§ ÉNONCÉ:
Pour chacune des affirmations (a), (b) et (c), indiquez par oui ou par non si elle concorde avec le texte extrait, en citant mot pour mot les termes de ce texte qui permettent de trancher.
(a) La rédaction de l'article a été confiée à une personne nommée Capdevielle.
(b) La rue du Chai des Farines attire surtout l'attention par une journée d'été.
(c) Les habitants du quartier désignent le Chai des farines sous le nom de « Ché ».

§ TEXTE EXTRAIT:
+ + + + +

Comme vous le savez si vous nous suivez sur Facebook, notre 17ème rue est une rue où l’un des membres de Bordeaux 2066 réside. Aussi, nous avons choisi de sous-traiter cet article au 2de Classe Capdevielle, illustre co-auteur du lointain cousin francilien de Bordeaux 2066. A lui le clavier :
Depuis la basilique Saint-Michel, entre la Porte Cailhau et l’église Saint-Pierre, les pas de l’explorateur urbain se sèment aisément dans les ruelles cruelles du vieux Bordeaux.
Avec un peu de chance, hypnotisé par le battement des semelles sur les pavés, vous vous perdrez jusqu’à la rue du Chai des Farines. Par une journée d’été, un soleil froid d’hiver où la clarté glacée de l’air vous contraint à garder les paupières ouvertes comme de béantes cicatrices, vous ne la remarquerez pas. Mais si par le truchement de Moïra vous vous y égarez un trop petit matin de décembre, vétu uniquement par les haillons d’un brouillard hivernal, cette voie se travestira pour vous en une artère embrumée du Whitechapel de Dickens.
Et comme sur les docks de Limehouse, il est aisé d’y imaginer l’activité diurne ininterrompue des coolies fraîchement débarqués du Périgord, des Pyrénées, de la lointaine Espagne. A deux pas des quais, tonneliers et autres esclavagistes égarés comptaient leurs sous au cœur de cette agitation. Les marins profitaient des rigueurs de cette terre-mère sans eaux ni poissons, chahutant et bousculant les pèlerins de la route de Compostelle. Bigots comme poivrots ne manquaient pourtant pas de rendre hommage à leur seule sainte-patronne, la pute La Vache, sanctifiée par la ritournelle, qui dans la permissivité contemporaine conserve une artériole noire à son nom – elle qui, pourtant, préférait les veines bleues.
Une clope à la bouche de la pute. Les virevoltantes émanations de carbones dansent comme la spirale de Vertigo. Elles nous proposent un voyage dans le temps, à une époque où les murs de Bordeaux étaient sales. Bordeaux la glauque, la disparue, la regrettée, celle d’avant l’hygiéniste Juppé. Il y a dix ans, quinze tout au plus, le Chai des farines était une voie de passage où le bourgeois marchait d’un pas vif, à l’ombre d’une vie aux accents volontiers ibériques. A l’époque où la plupart des placettes du quartier Saint-Pierre avait déjà été passées au tamis de la réhabilitation urbaine, le Ché, comme disent les locaux, résistait à la pression gentrificatriste. Aujourd’hui la plupart des joyeux Ibères se sont définitivement repliés plus au Sud, remontant les chemins de Saint-Jacques jusqu’aux Capucins et à Nansouty. Poitiers, 732, Chai des farines, 2000, même combat.

+ + + + +

§ RELEVÉ DES LIGNES:
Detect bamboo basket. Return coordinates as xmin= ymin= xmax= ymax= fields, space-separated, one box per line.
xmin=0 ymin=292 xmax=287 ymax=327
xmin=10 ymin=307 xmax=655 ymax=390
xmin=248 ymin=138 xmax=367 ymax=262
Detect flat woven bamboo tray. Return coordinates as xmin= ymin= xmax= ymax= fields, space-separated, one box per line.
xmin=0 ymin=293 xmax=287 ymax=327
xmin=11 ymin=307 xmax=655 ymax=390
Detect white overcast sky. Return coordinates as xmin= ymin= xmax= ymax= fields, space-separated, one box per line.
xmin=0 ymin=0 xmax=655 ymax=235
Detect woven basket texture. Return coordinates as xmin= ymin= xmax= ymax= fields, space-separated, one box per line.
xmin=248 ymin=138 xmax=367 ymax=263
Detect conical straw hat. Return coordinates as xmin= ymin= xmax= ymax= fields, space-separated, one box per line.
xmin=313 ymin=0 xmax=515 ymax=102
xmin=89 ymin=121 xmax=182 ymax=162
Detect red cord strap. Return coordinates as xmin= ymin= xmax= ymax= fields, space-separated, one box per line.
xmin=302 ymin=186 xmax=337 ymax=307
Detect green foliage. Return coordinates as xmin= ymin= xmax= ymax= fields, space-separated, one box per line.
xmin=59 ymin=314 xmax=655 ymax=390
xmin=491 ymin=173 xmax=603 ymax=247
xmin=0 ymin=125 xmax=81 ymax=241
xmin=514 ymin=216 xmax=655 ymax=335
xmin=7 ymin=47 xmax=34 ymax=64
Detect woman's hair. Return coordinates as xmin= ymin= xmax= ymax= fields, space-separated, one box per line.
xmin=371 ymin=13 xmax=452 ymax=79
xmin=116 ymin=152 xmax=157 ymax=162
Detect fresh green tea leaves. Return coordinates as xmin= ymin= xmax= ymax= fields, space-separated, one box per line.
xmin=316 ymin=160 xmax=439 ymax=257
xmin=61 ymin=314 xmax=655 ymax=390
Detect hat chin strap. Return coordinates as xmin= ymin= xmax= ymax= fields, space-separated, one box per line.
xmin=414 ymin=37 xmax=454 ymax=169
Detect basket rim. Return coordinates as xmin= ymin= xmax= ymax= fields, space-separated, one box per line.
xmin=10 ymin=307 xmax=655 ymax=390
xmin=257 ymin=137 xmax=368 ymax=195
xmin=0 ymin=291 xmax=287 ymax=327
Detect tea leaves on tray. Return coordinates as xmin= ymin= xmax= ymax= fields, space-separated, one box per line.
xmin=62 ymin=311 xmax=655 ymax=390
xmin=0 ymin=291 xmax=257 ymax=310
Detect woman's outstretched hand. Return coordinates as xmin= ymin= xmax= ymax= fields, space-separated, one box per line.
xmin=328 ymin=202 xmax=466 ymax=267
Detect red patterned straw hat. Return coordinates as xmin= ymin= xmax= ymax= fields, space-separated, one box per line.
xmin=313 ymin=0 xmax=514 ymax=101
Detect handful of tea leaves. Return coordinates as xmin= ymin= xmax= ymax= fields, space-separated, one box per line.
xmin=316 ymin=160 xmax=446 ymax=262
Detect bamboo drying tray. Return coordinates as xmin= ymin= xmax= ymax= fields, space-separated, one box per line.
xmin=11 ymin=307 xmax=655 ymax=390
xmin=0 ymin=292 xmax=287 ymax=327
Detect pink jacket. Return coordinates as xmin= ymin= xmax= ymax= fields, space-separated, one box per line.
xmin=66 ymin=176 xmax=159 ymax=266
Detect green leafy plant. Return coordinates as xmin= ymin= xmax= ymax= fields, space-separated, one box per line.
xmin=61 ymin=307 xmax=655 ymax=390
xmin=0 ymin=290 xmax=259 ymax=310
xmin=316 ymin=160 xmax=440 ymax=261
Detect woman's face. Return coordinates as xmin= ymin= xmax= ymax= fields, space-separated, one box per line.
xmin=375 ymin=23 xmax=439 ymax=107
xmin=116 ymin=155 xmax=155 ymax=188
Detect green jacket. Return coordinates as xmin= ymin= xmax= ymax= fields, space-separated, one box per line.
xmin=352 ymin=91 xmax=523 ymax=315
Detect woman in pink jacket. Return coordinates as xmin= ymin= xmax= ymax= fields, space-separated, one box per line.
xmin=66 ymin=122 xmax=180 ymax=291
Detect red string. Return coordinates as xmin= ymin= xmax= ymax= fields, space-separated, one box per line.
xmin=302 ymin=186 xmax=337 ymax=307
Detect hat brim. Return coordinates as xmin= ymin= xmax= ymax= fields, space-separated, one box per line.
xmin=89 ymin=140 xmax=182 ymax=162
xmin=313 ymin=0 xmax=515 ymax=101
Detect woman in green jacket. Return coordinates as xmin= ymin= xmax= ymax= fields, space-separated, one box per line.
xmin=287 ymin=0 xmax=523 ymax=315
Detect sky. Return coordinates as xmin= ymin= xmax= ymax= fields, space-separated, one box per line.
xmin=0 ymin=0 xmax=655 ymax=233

+ + + + +

§ RÉSULTAT ATTENDU:
(a) Oui : « nous avons choisi de sous-traiter cet article au 2de Classe Capdevielle ».
(b) Non : « Par une journée d’été, un soleil froid d’hiver où la clarté glacée de l’air vous contraint à garder les paupières ouvertes comme de béantes cicatrices, vous ne la remarquerez pas ».
(c) Oui : « le Ché, comme disent les locaux ».